課題:
次のデータのうち、文字列「branch」を含む行をすべて抜き出してください。大文字と小文字は区別します。
┌─ データ
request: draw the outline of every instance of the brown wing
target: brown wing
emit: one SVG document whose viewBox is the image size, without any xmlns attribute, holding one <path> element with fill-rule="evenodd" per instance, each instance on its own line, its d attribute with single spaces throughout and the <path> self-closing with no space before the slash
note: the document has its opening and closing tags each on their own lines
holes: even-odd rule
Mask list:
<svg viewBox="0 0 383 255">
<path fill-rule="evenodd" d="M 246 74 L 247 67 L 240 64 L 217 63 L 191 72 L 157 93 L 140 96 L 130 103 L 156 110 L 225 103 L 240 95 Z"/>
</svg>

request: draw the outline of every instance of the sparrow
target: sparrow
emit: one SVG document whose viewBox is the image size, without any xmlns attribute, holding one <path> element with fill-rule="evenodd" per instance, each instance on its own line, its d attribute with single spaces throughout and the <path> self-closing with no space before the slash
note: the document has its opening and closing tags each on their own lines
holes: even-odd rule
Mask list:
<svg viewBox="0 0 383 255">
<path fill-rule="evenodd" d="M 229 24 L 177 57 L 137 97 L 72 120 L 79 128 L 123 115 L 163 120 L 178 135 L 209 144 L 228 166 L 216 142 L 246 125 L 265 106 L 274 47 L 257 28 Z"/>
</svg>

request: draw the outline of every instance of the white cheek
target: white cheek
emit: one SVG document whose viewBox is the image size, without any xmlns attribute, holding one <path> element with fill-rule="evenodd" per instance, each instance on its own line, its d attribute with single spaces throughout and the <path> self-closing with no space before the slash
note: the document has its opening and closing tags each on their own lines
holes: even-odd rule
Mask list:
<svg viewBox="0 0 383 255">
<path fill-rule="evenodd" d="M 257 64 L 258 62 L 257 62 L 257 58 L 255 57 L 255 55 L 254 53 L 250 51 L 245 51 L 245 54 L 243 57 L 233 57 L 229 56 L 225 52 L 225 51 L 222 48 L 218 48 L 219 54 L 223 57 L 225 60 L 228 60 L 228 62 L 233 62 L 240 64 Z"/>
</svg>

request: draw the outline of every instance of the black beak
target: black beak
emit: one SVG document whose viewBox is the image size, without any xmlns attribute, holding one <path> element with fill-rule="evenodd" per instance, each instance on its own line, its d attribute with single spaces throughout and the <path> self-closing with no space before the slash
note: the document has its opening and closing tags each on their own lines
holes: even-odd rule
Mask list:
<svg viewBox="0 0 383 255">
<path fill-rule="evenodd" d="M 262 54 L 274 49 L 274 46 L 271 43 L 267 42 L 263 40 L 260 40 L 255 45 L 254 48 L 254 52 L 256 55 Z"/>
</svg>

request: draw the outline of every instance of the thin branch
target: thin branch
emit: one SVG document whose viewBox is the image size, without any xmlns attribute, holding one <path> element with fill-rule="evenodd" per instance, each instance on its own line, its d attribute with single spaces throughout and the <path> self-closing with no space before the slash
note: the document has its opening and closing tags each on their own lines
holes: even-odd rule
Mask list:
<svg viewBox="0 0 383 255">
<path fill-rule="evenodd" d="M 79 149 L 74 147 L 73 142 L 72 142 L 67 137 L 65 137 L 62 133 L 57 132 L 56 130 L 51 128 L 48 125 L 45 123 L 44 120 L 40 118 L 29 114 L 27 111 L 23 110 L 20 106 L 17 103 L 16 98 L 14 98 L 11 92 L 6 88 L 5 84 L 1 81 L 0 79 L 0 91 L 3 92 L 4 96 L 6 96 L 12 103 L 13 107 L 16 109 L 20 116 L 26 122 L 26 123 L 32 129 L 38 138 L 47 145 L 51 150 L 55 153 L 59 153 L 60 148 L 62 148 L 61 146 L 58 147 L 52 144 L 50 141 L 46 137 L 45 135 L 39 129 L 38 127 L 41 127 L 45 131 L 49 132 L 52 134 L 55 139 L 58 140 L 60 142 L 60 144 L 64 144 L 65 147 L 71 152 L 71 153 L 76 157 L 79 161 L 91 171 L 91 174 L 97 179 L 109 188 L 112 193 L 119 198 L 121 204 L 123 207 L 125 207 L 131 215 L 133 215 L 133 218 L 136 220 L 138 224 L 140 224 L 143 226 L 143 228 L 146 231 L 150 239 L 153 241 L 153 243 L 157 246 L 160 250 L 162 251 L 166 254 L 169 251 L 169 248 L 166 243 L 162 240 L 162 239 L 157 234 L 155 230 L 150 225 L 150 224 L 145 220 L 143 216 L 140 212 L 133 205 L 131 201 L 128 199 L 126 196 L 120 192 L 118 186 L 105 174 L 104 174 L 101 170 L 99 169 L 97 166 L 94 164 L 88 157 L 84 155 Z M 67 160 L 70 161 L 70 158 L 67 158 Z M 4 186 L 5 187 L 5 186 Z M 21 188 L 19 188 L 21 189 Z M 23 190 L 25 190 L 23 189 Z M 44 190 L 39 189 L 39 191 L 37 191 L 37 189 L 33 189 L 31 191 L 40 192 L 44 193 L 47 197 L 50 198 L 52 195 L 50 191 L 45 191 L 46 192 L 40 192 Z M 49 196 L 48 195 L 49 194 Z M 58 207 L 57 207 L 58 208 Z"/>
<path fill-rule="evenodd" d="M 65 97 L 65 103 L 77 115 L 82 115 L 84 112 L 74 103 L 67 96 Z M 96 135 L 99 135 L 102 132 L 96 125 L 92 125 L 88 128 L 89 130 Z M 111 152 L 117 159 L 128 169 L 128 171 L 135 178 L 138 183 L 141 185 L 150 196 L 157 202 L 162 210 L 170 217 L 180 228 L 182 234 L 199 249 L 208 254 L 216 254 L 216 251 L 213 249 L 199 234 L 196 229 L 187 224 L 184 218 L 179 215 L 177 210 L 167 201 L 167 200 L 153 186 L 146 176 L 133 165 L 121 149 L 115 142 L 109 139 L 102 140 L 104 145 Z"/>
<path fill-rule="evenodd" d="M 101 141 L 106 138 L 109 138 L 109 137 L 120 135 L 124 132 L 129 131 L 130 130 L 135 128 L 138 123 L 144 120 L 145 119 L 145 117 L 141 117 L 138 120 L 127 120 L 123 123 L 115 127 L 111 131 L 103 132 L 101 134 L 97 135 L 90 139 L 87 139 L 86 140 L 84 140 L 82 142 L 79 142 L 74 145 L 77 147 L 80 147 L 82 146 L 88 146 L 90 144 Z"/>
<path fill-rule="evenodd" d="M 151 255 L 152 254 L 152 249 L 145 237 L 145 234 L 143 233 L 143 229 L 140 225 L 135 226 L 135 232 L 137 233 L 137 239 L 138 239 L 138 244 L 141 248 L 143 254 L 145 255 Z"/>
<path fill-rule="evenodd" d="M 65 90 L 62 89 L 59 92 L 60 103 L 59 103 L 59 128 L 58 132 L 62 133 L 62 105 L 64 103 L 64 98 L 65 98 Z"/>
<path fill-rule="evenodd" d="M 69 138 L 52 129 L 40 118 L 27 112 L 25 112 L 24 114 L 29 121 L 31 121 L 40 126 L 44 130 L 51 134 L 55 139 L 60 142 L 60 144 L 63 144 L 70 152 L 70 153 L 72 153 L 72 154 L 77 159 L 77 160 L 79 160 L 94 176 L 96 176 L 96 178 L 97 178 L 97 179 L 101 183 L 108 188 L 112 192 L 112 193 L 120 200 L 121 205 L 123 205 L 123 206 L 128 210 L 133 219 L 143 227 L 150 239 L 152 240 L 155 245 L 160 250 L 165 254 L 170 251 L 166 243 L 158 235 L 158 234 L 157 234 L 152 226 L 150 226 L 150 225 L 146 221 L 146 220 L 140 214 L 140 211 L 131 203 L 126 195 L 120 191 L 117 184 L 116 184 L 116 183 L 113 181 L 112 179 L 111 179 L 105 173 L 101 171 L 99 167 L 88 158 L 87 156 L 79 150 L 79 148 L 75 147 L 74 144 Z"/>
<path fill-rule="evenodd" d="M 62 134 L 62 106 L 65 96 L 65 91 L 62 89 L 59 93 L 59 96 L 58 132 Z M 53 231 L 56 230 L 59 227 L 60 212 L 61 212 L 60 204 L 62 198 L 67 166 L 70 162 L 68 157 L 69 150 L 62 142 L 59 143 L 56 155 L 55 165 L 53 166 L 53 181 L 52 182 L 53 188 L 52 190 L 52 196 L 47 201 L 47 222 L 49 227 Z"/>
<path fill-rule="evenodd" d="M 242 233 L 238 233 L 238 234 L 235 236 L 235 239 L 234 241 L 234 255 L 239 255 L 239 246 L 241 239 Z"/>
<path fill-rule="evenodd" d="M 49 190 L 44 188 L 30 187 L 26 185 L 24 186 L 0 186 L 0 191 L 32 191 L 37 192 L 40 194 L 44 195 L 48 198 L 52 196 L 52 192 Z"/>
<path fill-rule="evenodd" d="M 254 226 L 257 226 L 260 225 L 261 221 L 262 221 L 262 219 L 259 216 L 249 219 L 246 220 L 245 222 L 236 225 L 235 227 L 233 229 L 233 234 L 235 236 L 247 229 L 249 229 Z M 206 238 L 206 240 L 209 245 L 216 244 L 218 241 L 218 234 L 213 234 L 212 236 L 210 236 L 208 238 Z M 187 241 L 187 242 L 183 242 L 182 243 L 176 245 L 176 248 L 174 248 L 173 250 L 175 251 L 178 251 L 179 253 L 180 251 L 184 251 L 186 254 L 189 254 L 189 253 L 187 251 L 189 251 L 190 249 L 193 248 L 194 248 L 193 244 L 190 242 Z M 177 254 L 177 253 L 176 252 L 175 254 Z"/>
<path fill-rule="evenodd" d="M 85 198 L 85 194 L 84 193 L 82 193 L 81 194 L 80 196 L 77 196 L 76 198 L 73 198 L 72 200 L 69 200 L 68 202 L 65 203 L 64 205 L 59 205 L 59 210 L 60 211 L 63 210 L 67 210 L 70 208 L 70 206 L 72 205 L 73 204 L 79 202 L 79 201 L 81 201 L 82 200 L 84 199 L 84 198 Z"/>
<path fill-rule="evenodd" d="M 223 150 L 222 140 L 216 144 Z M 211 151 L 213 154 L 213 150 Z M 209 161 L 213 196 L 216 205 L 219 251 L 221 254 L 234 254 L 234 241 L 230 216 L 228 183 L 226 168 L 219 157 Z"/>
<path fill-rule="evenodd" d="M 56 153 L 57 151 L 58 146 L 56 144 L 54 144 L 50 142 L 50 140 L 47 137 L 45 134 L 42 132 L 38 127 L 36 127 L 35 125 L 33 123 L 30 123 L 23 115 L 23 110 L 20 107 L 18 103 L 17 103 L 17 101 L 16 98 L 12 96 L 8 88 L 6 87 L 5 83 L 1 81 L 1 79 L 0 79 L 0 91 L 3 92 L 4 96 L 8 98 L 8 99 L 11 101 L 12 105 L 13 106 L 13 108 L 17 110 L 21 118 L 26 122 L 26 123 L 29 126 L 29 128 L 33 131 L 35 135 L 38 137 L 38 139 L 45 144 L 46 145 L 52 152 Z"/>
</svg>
└─
模範解答:
request: draw the outline of every instance of the thin branch
target: thin branch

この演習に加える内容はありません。